TASK DIRECTIONS — Reproduce, from the line containing "the wooden fence." to the last line of the material, every line exactly.

[AVAILABLE DATA]

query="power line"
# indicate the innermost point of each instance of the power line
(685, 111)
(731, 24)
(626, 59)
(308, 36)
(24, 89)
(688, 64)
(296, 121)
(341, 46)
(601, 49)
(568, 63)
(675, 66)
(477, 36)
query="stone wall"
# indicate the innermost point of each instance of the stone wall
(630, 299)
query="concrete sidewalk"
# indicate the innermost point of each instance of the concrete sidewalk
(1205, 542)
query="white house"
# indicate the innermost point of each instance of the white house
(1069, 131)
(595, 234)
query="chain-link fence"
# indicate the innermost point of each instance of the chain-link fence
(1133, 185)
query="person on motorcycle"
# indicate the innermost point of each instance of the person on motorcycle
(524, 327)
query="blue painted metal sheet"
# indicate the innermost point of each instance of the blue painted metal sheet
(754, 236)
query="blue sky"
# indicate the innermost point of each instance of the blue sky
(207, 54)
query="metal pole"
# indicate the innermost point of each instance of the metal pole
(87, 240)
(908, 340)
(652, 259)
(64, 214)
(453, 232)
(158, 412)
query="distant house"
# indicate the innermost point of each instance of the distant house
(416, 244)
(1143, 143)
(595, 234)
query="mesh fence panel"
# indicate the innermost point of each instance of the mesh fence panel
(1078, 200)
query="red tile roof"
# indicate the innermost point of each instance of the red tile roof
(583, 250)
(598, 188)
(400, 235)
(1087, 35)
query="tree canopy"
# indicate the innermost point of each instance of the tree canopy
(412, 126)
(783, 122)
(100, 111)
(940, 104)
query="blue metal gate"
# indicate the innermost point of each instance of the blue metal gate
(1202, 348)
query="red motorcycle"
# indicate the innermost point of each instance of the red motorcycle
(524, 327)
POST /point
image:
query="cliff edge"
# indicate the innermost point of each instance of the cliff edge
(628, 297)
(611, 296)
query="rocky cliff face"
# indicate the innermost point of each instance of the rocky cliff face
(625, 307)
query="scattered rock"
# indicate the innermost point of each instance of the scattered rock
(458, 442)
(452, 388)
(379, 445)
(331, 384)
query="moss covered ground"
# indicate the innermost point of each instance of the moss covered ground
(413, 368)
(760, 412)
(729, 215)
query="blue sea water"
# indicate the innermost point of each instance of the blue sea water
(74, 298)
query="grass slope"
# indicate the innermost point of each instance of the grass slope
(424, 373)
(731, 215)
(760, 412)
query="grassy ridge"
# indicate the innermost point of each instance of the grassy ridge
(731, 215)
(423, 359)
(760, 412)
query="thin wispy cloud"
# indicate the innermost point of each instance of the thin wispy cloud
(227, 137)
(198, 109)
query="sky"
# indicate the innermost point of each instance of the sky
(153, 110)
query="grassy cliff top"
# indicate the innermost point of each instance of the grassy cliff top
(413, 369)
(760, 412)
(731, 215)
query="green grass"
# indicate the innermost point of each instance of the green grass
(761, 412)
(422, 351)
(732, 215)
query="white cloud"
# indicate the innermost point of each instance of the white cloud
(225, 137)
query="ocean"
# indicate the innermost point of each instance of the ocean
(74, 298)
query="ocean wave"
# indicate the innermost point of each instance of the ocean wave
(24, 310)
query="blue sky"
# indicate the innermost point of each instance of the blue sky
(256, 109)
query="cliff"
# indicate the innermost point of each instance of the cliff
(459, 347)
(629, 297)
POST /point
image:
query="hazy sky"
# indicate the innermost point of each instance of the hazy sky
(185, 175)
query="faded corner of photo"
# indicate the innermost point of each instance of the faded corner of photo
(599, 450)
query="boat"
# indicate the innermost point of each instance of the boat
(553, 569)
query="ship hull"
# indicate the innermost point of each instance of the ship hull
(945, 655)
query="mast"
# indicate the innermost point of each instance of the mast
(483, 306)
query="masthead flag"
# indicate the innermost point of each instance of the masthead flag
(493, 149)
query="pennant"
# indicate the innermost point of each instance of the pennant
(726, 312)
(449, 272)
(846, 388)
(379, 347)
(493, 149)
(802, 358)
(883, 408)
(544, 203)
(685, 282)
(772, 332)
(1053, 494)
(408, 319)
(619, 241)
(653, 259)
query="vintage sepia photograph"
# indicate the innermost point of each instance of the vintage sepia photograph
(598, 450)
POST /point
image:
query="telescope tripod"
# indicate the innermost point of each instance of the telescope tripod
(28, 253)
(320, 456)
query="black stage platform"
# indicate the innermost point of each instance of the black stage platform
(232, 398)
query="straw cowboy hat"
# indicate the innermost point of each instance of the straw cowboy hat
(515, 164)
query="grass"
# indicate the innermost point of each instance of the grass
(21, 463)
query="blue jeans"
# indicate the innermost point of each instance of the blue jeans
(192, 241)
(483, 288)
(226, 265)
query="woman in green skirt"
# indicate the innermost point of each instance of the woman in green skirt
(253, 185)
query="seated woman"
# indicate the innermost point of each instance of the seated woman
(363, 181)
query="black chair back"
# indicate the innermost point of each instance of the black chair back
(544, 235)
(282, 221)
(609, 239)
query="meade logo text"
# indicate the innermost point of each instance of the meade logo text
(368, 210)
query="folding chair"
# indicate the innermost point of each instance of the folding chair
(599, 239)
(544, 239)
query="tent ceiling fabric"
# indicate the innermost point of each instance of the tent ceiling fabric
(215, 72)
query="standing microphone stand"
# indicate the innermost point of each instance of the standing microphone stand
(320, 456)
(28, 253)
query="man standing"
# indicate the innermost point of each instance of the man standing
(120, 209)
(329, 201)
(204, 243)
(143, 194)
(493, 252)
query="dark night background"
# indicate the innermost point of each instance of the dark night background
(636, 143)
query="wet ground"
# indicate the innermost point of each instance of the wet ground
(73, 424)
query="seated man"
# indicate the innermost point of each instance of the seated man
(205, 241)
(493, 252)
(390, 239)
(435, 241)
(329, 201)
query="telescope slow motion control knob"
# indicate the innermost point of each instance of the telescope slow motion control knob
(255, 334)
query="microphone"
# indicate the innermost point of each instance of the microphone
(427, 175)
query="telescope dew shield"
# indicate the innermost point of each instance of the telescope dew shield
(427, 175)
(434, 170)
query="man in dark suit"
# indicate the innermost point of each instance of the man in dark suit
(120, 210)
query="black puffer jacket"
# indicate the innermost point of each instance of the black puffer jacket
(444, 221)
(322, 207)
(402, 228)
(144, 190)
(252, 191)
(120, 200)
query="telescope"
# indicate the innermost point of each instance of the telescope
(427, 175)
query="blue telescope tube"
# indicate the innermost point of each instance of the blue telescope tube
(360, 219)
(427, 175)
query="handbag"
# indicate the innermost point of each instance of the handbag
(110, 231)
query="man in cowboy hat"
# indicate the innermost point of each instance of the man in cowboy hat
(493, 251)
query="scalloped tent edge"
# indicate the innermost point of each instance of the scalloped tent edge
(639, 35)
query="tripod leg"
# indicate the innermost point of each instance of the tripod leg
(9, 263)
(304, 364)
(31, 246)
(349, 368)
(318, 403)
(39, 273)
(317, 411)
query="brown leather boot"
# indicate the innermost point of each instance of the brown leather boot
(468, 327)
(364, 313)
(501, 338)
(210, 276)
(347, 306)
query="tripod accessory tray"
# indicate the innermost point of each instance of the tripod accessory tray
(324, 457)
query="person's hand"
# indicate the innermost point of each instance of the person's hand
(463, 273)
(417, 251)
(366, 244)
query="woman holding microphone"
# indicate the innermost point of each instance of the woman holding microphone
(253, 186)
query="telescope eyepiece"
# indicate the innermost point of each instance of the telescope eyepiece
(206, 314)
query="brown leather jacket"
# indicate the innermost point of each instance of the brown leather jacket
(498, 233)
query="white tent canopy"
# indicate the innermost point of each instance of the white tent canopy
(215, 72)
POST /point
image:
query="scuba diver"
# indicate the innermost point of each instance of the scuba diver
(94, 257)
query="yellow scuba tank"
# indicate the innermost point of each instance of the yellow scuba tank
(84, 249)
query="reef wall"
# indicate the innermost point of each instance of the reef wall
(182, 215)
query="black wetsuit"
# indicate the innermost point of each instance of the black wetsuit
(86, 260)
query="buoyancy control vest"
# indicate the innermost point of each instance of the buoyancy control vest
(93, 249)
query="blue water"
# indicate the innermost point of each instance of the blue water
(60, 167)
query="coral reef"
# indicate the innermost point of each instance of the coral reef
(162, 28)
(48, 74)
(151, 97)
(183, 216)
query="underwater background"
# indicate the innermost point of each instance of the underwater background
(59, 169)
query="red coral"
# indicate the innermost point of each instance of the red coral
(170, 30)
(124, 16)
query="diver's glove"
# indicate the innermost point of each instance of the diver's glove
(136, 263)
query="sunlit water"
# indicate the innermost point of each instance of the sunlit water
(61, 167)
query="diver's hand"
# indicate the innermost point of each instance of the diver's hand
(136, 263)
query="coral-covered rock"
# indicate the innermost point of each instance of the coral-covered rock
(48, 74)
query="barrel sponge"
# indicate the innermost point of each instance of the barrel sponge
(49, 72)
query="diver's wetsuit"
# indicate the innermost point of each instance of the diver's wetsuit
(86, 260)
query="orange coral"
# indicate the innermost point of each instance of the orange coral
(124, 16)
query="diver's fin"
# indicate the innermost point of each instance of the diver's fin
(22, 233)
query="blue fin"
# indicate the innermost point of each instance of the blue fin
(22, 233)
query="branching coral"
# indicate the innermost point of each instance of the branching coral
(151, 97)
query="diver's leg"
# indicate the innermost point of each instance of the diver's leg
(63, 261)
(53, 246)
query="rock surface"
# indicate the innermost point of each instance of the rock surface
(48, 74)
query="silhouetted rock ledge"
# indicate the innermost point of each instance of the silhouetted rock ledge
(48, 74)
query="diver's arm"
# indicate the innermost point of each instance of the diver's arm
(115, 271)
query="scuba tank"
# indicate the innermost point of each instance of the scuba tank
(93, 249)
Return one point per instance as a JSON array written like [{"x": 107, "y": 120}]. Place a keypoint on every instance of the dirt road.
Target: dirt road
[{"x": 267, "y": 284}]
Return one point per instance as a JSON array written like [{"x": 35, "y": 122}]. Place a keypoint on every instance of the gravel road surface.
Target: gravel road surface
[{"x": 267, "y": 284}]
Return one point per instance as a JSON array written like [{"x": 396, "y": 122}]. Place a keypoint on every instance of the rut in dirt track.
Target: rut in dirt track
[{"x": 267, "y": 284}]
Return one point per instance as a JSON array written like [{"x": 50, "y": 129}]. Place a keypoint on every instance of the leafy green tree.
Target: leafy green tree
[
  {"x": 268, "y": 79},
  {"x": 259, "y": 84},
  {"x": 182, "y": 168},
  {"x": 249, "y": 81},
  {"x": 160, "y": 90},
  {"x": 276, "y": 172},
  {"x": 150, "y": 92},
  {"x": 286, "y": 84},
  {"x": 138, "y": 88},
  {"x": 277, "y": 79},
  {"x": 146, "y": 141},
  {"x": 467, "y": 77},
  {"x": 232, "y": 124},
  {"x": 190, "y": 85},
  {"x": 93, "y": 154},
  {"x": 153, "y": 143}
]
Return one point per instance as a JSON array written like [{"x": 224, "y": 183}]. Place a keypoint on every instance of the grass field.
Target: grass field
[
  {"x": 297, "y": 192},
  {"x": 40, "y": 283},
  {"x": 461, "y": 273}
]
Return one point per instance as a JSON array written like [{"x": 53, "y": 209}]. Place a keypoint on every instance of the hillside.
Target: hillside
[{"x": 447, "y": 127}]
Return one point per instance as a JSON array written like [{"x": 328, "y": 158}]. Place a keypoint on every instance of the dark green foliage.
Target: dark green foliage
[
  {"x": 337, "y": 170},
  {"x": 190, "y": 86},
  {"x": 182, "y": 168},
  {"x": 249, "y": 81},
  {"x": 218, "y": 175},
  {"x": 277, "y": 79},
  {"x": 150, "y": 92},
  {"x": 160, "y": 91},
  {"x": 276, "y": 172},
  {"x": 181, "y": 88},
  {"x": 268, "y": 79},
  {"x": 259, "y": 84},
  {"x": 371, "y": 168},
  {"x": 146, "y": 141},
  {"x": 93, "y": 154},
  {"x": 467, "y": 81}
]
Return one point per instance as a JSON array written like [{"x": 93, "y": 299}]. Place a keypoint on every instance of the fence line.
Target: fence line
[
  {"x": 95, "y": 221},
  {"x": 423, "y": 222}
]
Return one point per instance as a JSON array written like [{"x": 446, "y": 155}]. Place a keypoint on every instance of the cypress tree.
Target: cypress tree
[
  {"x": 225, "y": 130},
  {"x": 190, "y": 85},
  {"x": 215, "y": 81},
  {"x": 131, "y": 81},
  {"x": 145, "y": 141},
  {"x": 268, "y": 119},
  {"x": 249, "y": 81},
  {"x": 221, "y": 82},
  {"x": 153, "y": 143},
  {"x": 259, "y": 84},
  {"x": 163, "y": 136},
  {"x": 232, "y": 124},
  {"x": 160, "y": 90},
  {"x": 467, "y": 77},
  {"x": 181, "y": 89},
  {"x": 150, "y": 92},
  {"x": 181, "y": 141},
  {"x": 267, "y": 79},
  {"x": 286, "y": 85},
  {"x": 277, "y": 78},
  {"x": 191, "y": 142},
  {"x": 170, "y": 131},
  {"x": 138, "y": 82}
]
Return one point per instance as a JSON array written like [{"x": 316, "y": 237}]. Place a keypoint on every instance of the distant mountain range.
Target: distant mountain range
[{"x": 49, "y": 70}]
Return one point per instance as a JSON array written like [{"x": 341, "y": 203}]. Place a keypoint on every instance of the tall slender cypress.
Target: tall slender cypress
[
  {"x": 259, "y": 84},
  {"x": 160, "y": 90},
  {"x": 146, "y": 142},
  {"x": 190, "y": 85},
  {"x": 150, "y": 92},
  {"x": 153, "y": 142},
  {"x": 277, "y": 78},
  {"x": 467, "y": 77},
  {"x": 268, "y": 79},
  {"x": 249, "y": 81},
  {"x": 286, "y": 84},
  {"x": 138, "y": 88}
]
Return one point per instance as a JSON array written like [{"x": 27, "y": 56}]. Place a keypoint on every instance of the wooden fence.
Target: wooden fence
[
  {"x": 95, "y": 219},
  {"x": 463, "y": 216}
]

[/AVAILABLE DATA]

ANSWER SPACE —
Return one point per instance as a JSON array written like [{"x": 27, "y": 56}]. Place a keypoint on every instance of the wooden fence.
Target: wooden fence
[
  {"x": 95, "y": 219},
  {"x": 463, "y": 216}
]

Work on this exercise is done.